» **Problem**: Count how many lines in the listing below contain the string "gear". Reply with the number alone.

Dataset rows:
────

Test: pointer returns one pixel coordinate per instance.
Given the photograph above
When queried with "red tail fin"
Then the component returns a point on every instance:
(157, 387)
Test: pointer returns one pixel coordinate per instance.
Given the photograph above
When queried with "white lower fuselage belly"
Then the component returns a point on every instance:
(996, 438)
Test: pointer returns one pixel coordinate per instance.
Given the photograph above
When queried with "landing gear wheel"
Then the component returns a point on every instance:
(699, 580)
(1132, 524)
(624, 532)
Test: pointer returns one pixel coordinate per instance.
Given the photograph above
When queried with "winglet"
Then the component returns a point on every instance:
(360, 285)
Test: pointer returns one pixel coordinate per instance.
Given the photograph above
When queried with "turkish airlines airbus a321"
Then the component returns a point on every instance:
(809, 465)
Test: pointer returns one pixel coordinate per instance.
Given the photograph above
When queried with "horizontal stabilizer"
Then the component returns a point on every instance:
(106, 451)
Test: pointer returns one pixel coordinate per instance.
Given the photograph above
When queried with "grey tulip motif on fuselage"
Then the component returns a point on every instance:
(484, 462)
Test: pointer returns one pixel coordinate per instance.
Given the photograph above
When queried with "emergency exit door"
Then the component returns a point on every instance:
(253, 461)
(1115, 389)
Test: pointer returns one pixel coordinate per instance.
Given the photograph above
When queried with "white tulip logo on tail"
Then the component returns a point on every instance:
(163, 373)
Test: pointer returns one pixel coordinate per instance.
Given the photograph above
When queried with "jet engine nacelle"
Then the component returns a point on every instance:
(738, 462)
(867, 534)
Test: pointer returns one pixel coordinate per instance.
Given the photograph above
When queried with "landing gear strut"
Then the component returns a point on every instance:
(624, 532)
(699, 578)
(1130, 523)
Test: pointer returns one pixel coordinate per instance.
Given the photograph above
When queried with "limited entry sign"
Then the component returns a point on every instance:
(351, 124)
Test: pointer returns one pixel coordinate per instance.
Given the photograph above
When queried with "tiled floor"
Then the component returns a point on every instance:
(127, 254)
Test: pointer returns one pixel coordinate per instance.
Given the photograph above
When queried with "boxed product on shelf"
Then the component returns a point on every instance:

────

» **Task solution**: 2